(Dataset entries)
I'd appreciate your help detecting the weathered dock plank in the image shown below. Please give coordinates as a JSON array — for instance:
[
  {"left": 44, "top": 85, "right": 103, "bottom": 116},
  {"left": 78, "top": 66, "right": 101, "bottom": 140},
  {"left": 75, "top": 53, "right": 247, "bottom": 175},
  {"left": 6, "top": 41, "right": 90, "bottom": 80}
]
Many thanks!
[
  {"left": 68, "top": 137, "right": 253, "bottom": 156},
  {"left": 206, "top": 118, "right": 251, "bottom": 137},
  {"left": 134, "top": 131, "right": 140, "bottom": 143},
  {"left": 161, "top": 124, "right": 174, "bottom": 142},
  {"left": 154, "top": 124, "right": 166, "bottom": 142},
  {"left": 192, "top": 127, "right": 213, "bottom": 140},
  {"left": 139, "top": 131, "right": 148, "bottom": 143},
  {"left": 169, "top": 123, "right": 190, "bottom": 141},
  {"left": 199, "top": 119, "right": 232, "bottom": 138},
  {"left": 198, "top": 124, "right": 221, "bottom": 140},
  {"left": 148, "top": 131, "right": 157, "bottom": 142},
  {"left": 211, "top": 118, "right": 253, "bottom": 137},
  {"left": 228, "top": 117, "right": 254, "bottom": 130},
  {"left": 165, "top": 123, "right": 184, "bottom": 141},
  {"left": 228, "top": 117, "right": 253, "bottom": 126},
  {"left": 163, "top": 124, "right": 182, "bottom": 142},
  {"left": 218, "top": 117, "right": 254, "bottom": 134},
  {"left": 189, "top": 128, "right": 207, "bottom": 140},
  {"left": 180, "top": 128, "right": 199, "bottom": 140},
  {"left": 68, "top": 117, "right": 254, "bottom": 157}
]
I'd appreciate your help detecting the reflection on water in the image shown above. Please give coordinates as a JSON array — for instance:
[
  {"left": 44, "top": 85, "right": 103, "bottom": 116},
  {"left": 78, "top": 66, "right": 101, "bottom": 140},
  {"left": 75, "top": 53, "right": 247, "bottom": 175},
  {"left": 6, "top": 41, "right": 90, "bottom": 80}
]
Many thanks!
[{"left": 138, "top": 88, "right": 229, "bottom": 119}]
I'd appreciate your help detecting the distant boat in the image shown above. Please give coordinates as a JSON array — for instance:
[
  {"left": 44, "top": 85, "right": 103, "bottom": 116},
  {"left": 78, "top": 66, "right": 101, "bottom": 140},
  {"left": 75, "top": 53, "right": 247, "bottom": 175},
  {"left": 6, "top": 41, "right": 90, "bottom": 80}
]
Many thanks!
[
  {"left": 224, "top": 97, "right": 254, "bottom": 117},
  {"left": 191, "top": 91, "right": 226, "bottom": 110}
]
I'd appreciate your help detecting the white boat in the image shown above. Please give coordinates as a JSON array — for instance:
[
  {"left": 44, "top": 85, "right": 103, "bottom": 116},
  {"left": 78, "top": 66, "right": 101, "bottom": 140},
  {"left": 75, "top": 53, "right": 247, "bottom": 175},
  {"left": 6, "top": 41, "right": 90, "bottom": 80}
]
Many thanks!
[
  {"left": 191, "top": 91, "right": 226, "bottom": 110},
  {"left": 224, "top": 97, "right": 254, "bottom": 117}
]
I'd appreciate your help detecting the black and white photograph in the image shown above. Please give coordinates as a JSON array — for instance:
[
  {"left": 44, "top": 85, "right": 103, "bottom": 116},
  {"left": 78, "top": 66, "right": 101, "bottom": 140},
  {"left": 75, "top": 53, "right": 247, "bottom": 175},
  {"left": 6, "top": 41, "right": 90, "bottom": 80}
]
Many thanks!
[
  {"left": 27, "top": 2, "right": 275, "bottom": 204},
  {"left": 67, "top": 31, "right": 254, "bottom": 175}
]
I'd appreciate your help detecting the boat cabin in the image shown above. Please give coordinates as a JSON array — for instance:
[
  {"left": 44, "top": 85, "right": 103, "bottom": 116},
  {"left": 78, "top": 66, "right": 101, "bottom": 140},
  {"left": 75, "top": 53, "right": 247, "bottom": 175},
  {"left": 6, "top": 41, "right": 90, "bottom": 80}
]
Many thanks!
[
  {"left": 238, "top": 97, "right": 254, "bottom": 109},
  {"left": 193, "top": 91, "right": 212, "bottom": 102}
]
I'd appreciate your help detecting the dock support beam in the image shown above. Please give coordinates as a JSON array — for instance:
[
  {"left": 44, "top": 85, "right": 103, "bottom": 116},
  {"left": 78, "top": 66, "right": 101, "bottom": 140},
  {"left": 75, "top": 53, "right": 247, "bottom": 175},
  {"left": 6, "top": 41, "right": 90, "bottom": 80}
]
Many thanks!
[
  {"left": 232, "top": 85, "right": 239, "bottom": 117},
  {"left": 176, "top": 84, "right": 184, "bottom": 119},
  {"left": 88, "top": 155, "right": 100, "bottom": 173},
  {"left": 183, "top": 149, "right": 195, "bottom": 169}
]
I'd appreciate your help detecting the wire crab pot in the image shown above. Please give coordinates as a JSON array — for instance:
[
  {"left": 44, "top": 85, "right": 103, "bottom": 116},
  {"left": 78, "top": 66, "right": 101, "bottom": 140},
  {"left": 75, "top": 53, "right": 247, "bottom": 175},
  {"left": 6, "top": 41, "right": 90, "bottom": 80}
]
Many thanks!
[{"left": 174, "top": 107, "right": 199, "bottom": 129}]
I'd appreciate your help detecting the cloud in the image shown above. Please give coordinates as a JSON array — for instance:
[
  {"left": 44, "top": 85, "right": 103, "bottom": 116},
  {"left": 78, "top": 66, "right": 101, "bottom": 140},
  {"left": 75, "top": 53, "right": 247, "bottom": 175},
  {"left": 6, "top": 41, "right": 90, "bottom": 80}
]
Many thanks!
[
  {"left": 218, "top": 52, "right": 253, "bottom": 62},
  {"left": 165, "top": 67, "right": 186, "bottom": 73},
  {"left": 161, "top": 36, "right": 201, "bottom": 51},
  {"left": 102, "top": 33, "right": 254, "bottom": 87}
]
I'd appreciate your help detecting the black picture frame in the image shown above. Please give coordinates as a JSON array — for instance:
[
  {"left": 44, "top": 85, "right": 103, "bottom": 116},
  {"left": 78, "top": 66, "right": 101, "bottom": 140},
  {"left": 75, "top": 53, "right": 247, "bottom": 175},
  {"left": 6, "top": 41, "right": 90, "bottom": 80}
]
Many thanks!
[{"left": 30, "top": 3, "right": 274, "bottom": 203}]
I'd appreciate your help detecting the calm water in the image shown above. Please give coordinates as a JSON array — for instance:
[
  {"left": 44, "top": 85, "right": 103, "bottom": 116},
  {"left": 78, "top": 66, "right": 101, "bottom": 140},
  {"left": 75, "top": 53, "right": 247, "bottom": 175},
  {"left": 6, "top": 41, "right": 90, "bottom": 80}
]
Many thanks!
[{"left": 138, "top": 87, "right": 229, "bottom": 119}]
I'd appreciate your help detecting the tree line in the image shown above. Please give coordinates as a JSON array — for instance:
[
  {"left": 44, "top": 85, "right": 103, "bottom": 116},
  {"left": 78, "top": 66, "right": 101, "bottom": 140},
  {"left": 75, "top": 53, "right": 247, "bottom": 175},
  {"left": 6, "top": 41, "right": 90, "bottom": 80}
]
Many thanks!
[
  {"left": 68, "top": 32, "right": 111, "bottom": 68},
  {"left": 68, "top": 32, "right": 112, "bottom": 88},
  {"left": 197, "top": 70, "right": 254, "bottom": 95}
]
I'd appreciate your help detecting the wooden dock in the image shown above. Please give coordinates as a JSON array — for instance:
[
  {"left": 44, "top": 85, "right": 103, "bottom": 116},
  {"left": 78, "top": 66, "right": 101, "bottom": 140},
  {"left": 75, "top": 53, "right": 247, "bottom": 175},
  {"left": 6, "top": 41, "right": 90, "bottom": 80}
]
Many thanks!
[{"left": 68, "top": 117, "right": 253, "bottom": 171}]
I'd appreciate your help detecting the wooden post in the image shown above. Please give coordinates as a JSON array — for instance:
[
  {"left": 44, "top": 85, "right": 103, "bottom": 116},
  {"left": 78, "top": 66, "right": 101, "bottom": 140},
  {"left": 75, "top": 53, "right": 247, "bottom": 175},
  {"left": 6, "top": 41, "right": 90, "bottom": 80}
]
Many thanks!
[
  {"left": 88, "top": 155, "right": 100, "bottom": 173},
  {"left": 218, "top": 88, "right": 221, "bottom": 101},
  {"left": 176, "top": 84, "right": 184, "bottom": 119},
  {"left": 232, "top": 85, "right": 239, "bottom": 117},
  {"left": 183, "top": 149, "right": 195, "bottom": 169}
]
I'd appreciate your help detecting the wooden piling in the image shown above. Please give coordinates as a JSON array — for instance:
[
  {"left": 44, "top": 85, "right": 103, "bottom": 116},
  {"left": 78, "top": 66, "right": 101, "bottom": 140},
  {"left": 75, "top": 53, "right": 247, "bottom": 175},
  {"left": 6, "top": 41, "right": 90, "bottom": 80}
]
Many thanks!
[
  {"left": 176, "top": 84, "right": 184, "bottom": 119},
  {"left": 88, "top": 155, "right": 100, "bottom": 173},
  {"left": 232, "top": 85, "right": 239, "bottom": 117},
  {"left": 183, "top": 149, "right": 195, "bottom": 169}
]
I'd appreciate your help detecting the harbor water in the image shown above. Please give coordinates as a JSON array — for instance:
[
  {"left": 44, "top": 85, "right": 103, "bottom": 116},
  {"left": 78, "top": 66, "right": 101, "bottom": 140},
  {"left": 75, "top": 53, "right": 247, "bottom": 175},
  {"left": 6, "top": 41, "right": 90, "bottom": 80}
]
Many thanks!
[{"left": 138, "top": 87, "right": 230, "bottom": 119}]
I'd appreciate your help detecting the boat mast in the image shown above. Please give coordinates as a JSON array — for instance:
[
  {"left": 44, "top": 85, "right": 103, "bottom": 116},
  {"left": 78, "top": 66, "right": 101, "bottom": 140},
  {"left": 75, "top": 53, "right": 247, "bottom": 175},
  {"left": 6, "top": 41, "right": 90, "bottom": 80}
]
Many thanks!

DIRECTIONS FOR THIS TASK -> From the data above, show each line that contains "boat".

TASK OUTPUT ->
I'd appreciate your help detecting the distant boat in the image shown above. Please give coordinates as a JSON array — for instance:
I'd appreciate your help detecting the white boat in the image shown above. Please give coordinates as a JSON array — for instance:
I'd appreciate your help detecting the boat cabin in the image shown above. Please give coordinates as a JSON array — for instance:
I'd appreciate your help detecting the boat mast in the image shown above. Please give coordinates as a JSON array — for instance:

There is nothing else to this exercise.